◆ EXERCISE GOAL
Your output should be the line with "the dog's eye" plus all following lines to the end of the records, exactly as written and nothing more.

[Saved data entries]
┌──

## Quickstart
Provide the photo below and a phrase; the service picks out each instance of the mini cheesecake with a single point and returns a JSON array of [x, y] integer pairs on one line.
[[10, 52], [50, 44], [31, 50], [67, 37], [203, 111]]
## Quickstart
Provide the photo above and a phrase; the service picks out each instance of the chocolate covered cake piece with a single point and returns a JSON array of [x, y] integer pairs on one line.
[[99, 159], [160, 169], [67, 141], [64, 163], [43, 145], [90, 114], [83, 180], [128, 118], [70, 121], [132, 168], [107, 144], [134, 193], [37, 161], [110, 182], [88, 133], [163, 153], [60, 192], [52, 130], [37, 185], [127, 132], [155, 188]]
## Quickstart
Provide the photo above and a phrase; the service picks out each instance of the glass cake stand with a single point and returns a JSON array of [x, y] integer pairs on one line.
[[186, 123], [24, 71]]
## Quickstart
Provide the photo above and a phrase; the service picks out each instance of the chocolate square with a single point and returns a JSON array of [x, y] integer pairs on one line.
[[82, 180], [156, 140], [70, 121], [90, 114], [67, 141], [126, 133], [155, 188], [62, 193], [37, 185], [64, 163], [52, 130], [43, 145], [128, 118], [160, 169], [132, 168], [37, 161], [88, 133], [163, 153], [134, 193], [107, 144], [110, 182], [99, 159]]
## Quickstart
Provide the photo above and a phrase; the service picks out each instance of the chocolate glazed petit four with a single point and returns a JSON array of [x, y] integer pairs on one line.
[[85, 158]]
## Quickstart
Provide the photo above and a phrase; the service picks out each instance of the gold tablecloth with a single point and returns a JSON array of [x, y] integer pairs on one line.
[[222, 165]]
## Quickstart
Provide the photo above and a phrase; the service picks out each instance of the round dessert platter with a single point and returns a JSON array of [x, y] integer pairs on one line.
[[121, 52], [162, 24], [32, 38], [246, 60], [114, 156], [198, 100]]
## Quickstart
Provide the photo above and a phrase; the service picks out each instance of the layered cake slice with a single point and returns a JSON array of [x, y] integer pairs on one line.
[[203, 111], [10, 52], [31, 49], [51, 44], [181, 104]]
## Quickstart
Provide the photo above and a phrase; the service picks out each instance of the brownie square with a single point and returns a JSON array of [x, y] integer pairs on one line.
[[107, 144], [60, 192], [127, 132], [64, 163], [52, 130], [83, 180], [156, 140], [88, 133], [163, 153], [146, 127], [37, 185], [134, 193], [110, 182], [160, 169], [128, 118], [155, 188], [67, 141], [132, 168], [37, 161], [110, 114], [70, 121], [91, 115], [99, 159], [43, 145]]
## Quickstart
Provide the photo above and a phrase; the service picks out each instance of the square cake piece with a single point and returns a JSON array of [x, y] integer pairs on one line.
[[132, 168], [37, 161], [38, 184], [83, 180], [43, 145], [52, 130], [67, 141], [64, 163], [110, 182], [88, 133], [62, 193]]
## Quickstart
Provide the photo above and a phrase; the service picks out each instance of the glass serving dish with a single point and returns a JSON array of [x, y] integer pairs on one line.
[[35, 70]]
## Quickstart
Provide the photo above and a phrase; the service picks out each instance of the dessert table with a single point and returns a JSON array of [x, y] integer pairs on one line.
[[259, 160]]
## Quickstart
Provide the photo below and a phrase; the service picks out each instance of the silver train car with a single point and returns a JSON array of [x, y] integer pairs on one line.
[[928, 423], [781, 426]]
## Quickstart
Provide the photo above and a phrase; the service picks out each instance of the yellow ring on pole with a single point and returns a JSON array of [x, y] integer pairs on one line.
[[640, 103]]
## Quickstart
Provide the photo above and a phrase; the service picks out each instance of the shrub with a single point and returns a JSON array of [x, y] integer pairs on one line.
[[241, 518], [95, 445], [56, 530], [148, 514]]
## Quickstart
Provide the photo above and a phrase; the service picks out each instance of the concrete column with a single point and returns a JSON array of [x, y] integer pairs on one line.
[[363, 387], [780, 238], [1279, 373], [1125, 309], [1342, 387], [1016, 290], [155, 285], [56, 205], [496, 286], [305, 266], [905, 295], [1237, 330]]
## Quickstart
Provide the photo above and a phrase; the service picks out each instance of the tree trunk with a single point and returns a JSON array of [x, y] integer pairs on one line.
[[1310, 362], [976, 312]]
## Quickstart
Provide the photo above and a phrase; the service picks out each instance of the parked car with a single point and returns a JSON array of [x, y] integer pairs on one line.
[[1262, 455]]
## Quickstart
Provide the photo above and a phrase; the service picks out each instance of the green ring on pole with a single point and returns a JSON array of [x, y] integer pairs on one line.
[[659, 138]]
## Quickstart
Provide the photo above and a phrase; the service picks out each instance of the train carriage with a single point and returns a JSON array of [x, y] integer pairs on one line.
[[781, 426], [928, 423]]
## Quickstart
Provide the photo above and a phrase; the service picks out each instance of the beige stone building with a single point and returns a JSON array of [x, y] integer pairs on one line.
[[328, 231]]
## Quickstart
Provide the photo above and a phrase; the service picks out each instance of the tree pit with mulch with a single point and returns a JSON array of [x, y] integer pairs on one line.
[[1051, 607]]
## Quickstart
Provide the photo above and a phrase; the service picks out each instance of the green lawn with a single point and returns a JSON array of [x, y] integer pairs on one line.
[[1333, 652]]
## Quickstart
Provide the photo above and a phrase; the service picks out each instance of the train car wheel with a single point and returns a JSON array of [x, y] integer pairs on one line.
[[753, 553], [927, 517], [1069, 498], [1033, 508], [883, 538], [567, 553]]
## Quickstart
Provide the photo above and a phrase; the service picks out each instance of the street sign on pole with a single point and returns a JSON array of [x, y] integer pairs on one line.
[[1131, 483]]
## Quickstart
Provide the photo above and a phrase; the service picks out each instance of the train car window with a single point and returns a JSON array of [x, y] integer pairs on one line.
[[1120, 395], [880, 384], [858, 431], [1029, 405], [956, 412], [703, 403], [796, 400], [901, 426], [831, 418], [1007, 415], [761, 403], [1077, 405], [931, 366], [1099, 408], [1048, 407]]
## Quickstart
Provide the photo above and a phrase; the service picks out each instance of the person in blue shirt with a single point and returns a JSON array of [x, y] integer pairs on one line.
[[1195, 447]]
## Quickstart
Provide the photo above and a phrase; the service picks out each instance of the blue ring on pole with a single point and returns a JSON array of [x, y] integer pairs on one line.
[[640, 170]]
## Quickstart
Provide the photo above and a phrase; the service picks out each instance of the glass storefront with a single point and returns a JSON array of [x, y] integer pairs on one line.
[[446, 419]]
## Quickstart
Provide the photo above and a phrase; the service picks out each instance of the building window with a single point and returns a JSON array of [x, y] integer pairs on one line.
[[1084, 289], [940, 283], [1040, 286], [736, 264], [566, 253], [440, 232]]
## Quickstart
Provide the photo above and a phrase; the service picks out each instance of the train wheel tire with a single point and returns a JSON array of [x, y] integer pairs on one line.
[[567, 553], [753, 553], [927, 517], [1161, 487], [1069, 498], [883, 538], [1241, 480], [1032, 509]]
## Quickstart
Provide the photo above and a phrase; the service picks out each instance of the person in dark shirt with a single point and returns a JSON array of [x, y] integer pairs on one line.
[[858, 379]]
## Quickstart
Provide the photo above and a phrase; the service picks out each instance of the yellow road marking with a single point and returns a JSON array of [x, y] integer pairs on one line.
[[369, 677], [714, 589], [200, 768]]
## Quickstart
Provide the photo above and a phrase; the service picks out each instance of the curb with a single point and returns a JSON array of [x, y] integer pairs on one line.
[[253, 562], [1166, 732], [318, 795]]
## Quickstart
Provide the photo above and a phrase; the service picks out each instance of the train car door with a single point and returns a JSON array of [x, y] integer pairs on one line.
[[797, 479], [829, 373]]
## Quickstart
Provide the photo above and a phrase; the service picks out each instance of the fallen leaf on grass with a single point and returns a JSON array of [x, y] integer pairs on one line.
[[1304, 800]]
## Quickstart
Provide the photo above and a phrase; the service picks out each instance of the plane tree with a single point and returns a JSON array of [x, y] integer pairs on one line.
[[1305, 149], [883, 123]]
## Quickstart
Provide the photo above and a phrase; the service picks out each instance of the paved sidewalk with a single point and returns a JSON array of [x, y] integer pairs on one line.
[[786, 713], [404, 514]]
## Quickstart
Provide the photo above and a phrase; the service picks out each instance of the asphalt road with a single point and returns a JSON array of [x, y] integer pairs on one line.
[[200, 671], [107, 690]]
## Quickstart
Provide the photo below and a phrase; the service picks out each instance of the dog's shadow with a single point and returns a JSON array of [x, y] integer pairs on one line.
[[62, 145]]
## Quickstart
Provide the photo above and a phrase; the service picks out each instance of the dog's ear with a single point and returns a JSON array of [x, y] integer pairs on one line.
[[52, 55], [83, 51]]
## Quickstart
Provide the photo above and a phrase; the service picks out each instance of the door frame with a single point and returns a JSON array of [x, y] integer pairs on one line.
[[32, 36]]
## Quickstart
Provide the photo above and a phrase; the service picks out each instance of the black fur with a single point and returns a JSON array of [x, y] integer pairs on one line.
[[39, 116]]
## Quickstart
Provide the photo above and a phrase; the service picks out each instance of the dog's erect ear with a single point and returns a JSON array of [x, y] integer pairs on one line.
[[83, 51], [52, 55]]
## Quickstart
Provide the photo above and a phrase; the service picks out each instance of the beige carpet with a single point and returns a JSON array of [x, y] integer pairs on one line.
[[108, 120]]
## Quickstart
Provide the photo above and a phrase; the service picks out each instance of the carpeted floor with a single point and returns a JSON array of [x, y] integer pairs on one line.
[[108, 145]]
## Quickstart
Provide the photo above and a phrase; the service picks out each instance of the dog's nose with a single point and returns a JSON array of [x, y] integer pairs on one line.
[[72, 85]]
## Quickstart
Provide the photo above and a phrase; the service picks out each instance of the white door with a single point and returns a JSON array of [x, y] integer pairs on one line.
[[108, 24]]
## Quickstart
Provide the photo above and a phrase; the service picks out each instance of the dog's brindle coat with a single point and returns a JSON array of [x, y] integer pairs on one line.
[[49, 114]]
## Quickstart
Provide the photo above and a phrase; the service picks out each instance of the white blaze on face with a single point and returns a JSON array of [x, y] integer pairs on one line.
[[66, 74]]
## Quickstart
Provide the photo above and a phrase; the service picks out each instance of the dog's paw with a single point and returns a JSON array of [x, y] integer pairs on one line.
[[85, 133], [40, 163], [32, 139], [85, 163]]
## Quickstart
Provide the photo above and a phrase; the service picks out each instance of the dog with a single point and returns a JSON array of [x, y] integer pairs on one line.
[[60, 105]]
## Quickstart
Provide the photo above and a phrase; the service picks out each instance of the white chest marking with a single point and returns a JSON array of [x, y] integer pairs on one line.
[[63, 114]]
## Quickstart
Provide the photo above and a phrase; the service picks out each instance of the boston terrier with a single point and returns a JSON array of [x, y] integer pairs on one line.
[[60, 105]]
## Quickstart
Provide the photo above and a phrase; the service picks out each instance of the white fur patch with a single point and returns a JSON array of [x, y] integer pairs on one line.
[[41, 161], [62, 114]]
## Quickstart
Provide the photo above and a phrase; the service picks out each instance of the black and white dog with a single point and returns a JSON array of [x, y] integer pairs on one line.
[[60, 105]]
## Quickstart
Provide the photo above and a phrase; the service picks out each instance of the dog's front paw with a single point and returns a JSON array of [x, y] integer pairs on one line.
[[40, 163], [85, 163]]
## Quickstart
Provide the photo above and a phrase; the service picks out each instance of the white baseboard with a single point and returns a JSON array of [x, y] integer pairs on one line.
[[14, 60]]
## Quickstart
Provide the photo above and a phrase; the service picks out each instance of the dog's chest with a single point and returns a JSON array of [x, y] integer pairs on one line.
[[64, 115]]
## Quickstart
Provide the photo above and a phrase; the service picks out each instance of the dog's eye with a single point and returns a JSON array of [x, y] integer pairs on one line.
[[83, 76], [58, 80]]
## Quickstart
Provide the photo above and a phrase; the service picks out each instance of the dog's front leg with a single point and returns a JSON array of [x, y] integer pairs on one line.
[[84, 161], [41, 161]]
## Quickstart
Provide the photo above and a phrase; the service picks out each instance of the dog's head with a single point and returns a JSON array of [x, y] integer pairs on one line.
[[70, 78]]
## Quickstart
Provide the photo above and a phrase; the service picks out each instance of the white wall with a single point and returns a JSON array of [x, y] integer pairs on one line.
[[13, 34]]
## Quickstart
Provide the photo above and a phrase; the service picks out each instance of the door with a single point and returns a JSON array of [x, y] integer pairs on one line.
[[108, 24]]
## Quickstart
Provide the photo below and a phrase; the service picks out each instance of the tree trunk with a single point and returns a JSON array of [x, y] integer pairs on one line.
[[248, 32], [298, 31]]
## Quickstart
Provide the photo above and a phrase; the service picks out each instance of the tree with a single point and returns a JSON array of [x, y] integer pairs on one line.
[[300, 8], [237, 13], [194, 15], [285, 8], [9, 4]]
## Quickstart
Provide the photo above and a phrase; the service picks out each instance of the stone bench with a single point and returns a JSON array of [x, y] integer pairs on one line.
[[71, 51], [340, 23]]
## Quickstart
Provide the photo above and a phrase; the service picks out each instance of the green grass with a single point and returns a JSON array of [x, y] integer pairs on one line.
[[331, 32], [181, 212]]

└──

◆ FINISHED TASK
Provide the photo above and a phrase; the service picks out each instance of the dog's eye with a single point and returns a JSON array of [x, y] integer pairs on one line.
[[83, 76], [58, 80]]
## Quickstart
Provide the photo above and a phrase; the service picks out each instance of the dog's front leg with a single point and returns a JSON array of [x, y] integer pairs on one line.
[[84, 161], [41, 161]]
## Quickstart
Provide the photo above and a phrase; the service picks out each instance of the dog's head with a single point and returns a JSON array of [x, y] integer pairs on one line.
[[70, 78]]
## Quickstart
Provide the photo above and a phrase; the service picks out each instance of the white wall with a single point and returns a JSON array of [x, y] integer pairs on one line.
[[13, 34]]
## Quickstart
Provide the photo above and a phrase; the service picks out each instance of the door with a single point and returns a JSON array of [x, y] integer pairs on one line.
[[108, 24]]
## Quickstart
Provide the photo below and a phrase; the service picks out each instance of the tree trunk with a single point and returns a JSON array of [x, y] integer pairs on one line.
[[248, 32], [298, 31]]
## Quickstart
Provide the photo above and a phrase; the service picks out each instance of the tree with a single point and returns a JSON array of [x, y] integer pairs on one line.
[[300, 8], [237, 13], [194, 15], [285, 8], [9, 4]]
## Quickstart
Provide the photo above and a phrase; the service picks out each instance of the stone bench with a single point and returns a JSON array of [x, y] integer pairs on one line.
[[71, 51], [340, 23]]
## Quickstart
Provide the photo above and a phrase; the service picks out each instance of the green grass with a single point and returns a JSON array of [x, y] integer pairs on one line.
[[331, 32], [181, 212]]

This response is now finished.